[The problem] From the line that holds "target | doorway opening" to the last line of the data, copy everything exactly; leave out all the rest.

[Recorded information]
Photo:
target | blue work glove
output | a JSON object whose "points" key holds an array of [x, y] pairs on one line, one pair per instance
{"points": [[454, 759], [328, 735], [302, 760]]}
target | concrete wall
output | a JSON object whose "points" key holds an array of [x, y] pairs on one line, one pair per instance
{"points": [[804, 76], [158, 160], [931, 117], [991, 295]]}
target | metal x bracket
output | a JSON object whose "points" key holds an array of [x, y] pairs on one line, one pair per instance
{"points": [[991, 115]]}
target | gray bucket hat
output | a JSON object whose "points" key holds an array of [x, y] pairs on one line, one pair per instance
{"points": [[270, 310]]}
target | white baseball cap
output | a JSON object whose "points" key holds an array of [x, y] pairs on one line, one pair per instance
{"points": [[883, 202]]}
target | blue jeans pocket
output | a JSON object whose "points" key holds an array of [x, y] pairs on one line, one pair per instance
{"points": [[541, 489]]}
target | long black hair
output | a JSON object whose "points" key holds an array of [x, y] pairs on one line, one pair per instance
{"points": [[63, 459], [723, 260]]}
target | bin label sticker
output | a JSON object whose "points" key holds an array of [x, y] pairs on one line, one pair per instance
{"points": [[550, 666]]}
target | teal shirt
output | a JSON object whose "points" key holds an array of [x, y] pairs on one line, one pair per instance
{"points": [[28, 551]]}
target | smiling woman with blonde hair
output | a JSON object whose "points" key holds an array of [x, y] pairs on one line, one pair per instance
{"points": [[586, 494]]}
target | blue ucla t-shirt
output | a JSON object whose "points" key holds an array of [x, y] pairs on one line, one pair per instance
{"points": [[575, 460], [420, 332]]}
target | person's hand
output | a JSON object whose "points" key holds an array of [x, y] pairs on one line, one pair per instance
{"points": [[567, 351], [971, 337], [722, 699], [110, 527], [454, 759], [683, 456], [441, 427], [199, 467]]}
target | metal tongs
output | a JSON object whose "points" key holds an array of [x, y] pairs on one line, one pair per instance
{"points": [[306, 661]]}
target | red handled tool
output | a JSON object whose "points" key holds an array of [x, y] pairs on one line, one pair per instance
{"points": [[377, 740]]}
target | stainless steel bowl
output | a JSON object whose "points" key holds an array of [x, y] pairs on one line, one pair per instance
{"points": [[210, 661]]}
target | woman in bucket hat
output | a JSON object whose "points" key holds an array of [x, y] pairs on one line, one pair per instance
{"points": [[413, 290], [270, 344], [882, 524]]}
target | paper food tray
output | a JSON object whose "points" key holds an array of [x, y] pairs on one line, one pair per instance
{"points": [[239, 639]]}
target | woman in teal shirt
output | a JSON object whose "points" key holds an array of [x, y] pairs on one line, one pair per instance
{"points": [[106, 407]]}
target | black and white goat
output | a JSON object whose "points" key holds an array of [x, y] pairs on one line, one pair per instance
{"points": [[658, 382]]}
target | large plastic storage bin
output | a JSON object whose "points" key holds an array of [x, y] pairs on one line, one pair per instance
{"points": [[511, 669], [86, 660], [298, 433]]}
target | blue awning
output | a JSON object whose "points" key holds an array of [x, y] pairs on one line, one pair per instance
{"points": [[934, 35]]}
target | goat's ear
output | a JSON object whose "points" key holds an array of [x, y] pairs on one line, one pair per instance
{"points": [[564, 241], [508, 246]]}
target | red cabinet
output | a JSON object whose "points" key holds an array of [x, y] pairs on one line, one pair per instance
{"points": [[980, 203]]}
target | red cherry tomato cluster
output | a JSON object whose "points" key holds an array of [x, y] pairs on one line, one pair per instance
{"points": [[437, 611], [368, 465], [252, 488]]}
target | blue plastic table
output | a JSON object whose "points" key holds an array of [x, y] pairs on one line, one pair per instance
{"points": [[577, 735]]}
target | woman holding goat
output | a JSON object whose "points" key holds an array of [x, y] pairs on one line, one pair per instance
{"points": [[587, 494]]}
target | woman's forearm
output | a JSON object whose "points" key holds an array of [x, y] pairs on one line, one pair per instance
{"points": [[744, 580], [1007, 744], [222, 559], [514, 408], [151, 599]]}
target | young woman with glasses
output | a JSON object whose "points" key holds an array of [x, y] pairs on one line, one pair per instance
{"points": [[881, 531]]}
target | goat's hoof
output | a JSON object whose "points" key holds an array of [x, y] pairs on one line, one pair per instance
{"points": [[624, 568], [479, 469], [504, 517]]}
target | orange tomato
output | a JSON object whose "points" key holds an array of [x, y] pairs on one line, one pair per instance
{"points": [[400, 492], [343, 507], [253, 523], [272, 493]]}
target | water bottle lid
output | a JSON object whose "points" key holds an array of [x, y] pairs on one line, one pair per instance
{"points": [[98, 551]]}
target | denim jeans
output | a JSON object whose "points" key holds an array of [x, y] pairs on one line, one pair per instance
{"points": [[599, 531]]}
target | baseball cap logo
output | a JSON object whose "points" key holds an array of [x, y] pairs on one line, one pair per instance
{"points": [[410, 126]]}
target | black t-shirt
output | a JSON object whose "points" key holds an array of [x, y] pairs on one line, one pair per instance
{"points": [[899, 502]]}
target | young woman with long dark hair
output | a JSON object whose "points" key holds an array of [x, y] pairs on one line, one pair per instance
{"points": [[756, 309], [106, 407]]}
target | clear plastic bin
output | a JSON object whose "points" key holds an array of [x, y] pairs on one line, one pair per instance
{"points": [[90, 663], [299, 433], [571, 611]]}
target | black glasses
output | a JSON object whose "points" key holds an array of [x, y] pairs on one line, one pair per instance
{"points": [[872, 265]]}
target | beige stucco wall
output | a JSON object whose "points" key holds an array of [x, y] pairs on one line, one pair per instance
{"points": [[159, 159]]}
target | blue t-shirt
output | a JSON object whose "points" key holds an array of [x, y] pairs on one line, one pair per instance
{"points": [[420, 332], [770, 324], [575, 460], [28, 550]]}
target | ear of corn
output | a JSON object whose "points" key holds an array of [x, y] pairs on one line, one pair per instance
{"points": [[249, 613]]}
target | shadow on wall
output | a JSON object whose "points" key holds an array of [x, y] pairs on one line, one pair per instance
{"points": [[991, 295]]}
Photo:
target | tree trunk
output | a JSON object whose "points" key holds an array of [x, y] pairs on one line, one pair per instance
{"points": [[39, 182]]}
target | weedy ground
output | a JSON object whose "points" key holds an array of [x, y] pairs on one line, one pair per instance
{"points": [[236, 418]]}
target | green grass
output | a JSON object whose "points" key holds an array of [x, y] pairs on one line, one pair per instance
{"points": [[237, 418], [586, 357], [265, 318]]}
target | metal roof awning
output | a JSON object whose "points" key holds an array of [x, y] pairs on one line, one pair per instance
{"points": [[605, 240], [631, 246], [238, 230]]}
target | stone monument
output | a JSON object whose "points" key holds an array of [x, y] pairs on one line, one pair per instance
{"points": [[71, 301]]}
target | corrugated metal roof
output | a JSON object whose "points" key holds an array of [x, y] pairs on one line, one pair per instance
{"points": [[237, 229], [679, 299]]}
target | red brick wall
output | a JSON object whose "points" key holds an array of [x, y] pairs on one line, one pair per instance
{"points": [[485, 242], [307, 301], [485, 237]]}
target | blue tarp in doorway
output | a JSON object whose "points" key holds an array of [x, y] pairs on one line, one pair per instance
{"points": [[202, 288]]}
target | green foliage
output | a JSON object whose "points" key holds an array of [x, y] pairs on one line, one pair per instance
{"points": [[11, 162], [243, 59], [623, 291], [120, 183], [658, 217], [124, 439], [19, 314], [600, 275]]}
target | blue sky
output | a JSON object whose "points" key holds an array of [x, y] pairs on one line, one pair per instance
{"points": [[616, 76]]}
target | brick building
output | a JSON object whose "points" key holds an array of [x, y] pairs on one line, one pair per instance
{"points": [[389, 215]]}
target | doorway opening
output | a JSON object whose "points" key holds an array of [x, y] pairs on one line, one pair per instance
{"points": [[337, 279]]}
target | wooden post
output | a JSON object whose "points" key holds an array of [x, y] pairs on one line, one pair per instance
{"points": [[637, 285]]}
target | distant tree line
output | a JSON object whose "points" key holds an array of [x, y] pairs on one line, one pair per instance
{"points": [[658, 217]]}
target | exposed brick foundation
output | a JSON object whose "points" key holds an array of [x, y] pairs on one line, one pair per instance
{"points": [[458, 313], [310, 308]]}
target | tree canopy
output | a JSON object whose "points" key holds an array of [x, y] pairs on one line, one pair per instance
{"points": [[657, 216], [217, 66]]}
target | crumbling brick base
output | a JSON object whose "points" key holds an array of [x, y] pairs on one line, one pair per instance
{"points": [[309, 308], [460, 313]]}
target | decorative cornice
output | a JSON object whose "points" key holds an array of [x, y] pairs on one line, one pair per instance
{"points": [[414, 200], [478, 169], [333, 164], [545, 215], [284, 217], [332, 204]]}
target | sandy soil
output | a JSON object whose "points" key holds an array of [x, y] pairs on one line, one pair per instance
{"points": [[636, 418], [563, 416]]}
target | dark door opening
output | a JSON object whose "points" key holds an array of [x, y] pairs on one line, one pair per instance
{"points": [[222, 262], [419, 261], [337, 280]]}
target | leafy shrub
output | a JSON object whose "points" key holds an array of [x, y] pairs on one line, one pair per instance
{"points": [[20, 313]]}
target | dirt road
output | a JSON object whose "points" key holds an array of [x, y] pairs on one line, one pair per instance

[Task answer]
target | doorway opening
output | a JSON object whose "points" key holds an array of [x, y] pairs on one line, one pair per instance
{"points": [[337, 279]]}
target | wooden post
output | a JSON object whose "points" key holds an array of [x, y] pairs on one line, one pair per instance
{"points": [[637, 285]]}
target | distant tree line
output | a JSON object whose "points" key holds an array of [x, y] pairs on one line, one pair per instance
{"points": [[658, 217]]}
target | exposed brick foundation
output | a JSON object whose "points" key holds an array of [x, y] pairs on one line, one pair per instance
{"points": [[458, 313], [310, 308]]}
target | tree canopy
output | a JSON object whose "points" key holds an array of [x, y] pairs on one line, one pair per instance
{"points": [[657, 216], [217, 66]]}
target | crumbling brick base
output | a JSON object whose "points" key holds an array of [x, y] pairs on one line, one pair per instance
{"points": [[309, 308], [460, 313]]}
target | decorative cornice
output | a JSON object whose "points" key holds an array of [x, y] pairs on one line, one pair per instance
{"points": [[414, 200], [478, 169], [333, 164], [545, 215], [284, 217], [332, 204]]}
target | sandy soil
output | a JSON object whose "points" key holds an array of [x, y] pairs on one line, one pair per instance
{"points": [[636, 418], [563, 416]]}
target | dark door opening
output | a JSON object whose "points" key holds an array of [x, y] pairs on one line, one pair per instance
{"points": [[222, 262], [419, 261], [337, 280]]}
target | leafy shrub
output | a JSON object whose "points" key holds an array of [x, y] pairs on one line, one pair per instance
{"points": [[20, 313]]}
target | dirt road
output | a JSON object whose "points" key holds an array of [x, y] pairs on one line, one pair per instance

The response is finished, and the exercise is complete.